▶ _TASK OBJECTIVE_
Present the following data again exactly as it is shown.

▶ _SUPPLIED MATERIAL_
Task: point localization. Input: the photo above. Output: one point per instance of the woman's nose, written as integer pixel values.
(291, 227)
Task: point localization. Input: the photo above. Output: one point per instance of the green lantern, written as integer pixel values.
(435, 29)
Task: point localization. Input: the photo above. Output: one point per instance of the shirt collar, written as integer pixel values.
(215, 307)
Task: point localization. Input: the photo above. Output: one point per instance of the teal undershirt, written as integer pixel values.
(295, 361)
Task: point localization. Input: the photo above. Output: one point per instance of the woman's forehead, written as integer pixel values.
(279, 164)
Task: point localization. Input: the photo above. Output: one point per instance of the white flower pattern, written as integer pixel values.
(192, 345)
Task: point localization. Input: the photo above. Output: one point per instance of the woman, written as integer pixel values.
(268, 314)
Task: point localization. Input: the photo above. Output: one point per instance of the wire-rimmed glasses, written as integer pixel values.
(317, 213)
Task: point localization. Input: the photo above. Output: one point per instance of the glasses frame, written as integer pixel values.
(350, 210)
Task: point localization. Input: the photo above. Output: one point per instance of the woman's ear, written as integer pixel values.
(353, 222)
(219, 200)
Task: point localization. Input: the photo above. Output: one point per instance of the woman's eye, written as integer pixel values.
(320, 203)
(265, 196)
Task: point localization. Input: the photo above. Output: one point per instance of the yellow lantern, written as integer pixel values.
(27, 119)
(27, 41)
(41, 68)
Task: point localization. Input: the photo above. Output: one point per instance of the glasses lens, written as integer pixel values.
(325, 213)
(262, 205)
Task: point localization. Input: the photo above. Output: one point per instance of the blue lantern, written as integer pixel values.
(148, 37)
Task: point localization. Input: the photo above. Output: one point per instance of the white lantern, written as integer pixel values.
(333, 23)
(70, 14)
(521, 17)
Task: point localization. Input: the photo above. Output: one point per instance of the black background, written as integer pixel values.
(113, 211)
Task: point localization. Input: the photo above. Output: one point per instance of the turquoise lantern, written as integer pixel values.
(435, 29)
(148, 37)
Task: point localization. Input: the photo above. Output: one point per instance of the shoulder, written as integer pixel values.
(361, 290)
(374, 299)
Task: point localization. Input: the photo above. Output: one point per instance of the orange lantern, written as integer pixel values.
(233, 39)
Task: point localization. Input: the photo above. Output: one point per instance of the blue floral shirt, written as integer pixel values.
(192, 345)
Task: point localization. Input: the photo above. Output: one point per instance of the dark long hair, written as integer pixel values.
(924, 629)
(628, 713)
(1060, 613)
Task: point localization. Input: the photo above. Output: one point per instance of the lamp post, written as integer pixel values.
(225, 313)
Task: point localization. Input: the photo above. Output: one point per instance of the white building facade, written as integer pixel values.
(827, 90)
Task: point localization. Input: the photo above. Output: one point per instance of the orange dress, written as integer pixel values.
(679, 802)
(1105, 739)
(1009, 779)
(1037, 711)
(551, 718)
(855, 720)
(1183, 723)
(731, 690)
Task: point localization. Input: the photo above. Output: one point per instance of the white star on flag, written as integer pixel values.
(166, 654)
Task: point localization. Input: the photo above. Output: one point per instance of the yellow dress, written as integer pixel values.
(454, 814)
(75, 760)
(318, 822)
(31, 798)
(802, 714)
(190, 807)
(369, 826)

▶ _FINAL RESULT_
Task: point localization. Input: the photo above. Output: one point per instance of the woman's nose, written as integer pixel values.
(291, 227)
Task: point localization. Input: the photo above. Output: one point per instance of the green lantern, written as integer pixel values.
(435, 29)
Task: point localization. Input: the photo above. Output: one point per instance of the shirt collar, written as integer pixel values.
(215, 307)
Task: point localization. Input: the photo above. Output: one point per instance of the teal undershirt, written as integer pixel values.
(295, 361)
Task: point localization. Input: the photo above. Output: one point per instance of the woman's forehead, written as integer pixel values.
(279, 164)
Task: point localization. Input: the photo above. Output: one point per instance of the white flower pattern, written as integer pixel values.
(192, 345)
Task: point localization. Input: the photo above. Output: one point per instance of the woman, written as integer pixel values.
(268, 314)
Task: point localization. Input: the photo above. Output: one point per instance of the wire-rimmed glasses, written as integer pixel values.
(317, 213)
Task: point localization. Input: the photo above. Output: one point per instance of the glasses frame, written as integer pixel values.
(350, 210)
Task: point localization. Input: the photo above. Output: one point per instance of the woman's ear, written as integer pixel values.
(353, 222)
(219, 200)
Task: point localization. Input: the photo above. Output: one point per instance of the woman's eye, written as integer pixel values.
(320, 203)
(265, 196)
Task: point localization. Input: the photo above. Output: one point per instance of the yellow lantern, written as integer pixel values.
(27, 119)
(27, 41)
(41, 68)
Task: point localization. Input: the photo above. Output: one point per instance of the glasses lens, written as integer pixel values.
(325, 213)
(262, 205)
Task: point localization. Input: the photo above. Output: one point per instance of the blue lantern, written as integer pixel values.
(148, 37)
Task: point localization. Input: the photo above. Output: one point per instance of the white lantern, written as integer pixel values.
(333, 23)
(70, 14)
(521, 17)
Task: point localization. Input: the photo above. Output: one point per instance of the black background, written as integer pixel values.
(113, 211)
Task: point localization. Input: the photo above. Output: one point per instance of the turquoise lantern, written as integer pixel values.
(435, 29)
(148, 37)
Task: point localization. Input: the photo above. Output: one point per instance of the shoulder, written as integer pixel values.
(361, 290)
(374, 299)
Task: point localization. Input: the photo above. Output: one point per instance of the orange lantern, written as integer pixel values.
(233, 39)
Task: point localization. Input: the photo above. Output: one point per instance of the blue floral shirt, written as integer pixel values.
(192, 345)
Task: point localization. Input: the photo above. Output: one point per instance of the dark long hair, written as integer pixel values.
(924, 629)
(628, 713)
(1060, 613)
Task: point localization. Input: the photo above. Output: one point per instance of the lamp post, written as integer pixel values.
(225, 313)
Task: point localization. Input: the photo above. Output: one point per instance of the white building facade, written as integer pixel values.
(827, 90)
Task: point localization. Input: the photo above. Output: one point per instance of the orange dress, written as integer pixel values.
(679, 802)
(1105, 739)
(1009, 779)
(1037, 711)
(551, 718)
(855, 720)
(1183, 723)
(731, 690)
Task: point localization. Input: the photo above. Output: one point per instance of the white star on flag, written as integer pixel values.
(166, 654)
Task: point localization. Input: the photo above. Output: one point per instance of the yellow dress, written as integer pixel values.
(454, 814)
(75, 760)
(318, 822)
(31, 798)
(802, 714)
(190, 807)
(369, 826)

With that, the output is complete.